Objective: Pull out each line of the entries below that contains the word "segment", and copy those lines in full in the order they appear.

Items:
----------------------------------------
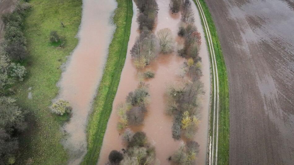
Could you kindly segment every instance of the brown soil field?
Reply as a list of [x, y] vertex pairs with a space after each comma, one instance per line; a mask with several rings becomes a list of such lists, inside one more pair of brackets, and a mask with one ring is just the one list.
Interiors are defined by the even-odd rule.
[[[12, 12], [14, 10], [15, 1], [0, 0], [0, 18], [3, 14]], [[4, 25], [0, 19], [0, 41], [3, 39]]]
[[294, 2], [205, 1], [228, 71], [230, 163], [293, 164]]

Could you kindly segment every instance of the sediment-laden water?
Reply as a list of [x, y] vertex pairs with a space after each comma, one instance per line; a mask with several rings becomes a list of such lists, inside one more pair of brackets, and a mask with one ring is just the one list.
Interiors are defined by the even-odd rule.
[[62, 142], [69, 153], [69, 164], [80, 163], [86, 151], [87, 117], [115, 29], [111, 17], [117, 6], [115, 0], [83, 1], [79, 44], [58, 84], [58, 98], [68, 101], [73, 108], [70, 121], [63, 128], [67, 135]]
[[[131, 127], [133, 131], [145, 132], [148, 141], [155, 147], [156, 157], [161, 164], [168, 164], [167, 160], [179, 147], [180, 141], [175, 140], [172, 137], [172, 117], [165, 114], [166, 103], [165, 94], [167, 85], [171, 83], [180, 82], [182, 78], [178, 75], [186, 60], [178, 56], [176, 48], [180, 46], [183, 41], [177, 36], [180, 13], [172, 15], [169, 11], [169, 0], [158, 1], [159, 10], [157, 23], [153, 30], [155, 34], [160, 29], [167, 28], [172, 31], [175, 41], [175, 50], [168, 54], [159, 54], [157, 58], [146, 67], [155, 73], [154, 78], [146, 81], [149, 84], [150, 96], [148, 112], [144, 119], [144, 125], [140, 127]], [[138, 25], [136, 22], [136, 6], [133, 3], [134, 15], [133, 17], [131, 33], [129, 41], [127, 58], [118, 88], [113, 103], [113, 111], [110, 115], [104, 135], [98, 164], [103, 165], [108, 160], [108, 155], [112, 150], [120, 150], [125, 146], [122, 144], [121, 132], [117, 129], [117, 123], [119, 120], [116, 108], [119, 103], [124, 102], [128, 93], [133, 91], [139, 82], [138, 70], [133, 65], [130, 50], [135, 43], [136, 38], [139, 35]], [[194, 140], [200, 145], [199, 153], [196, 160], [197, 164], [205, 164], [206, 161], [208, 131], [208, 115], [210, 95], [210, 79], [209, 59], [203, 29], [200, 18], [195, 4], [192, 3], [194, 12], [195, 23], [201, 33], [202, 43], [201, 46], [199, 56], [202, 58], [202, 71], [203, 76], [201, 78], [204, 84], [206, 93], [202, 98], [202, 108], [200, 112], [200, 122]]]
----------------------------------------
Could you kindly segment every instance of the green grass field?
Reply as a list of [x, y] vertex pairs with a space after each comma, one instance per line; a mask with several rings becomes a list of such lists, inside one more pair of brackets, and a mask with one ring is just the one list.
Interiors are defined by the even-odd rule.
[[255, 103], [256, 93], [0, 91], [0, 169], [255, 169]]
----------------------------------------
Task solution:
Could you kindly segment every instance of the brown soil field?
Could you kindly segment every instance of the sediment-laden water?
Could you kindly segment every instance of the green grass field?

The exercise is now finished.